Суть задания
Перепишите часть записей, которая начинается со строки, содержащей «the concrete block.», и заканчивается последней строкой записей, сохранив все строки вместе с формулировками. При этом масштабируйте координаты точек в ответах: умножьте каждую на 2,35 и округлите до целого, причем половины округляйте вверх.

==== Исходные данные

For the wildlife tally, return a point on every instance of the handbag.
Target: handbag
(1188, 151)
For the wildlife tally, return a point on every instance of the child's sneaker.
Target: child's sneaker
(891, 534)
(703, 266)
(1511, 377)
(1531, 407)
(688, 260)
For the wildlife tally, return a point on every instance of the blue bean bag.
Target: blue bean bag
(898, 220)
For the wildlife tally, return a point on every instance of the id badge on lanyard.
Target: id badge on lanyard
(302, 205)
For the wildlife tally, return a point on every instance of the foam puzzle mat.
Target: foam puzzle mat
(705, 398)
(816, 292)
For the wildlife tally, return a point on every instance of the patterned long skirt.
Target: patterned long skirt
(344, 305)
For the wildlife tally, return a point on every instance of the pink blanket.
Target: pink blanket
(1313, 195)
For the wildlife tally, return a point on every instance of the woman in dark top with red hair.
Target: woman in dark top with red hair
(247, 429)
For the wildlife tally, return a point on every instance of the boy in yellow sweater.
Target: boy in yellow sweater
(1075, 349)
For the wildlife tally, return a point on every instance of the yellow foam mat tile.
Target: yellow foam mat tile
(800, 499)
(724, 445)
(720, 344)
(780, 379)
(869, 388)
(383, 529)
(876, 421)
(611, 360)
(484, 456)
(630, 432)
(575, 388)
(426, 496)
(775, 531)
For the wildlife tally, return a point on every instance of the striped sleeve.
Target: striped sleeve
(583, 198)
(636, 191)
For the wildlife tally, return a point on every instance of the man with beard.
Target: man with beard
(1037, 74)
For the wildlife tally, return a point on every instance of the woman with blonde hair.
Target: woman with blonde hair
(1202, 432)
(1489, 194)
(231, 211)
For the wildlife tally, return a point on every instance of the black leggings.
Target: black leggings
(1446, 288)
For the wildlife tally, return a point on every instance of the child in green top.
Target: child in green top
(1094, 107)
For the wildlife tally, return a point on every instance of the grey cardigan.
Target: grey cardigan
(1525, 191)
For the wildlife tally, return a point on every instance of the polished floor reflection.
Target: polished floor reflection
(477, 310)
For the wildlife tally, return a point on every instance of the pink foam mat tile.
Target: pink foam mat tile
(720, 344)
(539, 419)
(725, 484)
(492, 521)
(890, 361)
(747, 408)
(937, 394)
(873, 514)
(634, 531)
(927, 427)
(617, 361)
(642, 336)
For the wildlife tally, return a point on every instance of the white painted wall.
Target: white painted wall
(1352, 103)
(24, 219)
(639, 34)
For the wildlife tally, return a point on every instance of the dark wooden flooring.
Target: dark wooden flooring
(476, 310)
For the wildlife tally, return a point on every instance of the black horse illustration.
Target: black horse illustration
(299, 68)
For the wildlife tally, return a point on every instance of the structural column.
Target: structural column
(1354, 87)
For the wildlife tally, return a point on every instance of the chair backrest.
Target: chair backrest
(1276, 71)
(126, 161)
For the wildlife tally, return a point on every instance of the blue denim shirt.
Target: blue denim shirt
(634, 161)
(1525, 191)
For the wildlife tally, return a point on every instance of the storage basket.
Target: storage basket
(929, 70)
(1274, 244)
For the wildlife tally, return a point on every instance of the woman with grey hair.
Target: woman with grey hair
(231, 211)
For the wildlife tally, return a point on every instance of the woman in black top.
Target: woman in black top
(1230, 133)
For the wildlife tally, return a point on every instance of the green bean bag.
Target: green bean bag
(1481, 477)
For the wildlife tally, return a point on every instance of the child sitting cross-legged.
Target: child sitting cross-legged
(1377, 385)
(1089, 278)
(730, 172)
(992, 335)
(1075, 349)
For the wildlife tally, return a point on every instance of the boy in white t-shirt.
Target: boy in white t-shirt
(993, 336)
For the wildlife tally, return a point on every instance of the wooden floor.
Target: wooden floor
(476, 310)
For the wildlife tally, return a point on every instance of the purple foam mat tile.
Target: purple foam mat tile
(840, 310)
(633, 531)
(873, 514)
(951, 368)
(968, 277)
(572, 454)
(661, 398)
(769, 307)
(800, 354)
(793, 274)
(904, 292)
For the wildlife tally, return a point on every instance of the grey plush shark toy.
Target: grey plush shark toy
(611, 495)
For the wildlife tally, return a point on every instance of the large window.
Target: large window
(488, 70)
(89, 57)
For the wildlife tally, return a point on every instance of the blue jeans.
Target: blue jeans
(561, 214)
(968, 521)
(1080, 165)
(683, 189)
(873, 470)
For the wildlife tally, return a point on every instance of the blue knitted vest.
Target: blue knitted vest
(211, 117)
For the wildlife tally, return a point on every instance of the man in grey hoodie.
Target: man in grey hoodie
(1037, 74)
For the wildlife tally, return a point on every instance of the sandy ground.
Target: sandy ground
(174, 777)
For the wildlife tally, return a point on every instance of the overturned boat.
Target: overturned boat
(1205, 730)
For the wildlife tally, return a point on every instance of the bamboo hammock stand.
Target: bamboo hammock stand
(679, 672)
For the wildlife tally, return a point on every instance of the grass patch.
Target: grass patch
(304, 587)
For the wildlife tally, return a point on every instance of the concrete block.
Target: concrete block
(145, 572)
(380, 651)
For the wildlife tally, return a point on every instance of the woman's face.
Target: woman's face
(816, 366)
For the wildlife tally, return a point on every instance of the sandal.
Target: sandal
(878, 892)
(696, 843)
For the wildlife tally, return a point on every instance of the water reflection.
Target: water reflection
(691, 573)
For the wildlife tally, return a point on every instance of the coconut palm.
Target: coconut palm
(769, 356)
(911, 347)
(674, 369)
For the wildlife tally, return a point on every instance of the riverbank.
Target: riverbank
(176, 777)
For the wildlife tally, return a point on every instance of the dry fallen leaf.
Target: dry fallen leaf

========

Ответ
For the wildlife tally, return a point on every instance of the concrete block.
Target: concrete block
(341, 1344)
(893, 1530)
For the wildlife tally, return a point on every instance of the woman's face.
Target: woman's face
(1918, 860)
For the wildlife tally, return a point on every instance of the sandal.
Target: sandal
(2063, 2096)
(1636, 1981)
For the wildlife tally, return a point on every instance of the water reflection.
Target: water reflection
(1624, 1347)
For the wildlife tally, return a point on every instance of the coconut palm.
Target: coconut palm
(1807, 837)
(2141, 815)
(1584, 867)
For the wildlife tally, return a point on every instance of the riverbank.
Target: riverbank
(414, 1826)
For the wildlife tally, return a point on every instance of the dry fallen leaf.
Target: dry fallen leaf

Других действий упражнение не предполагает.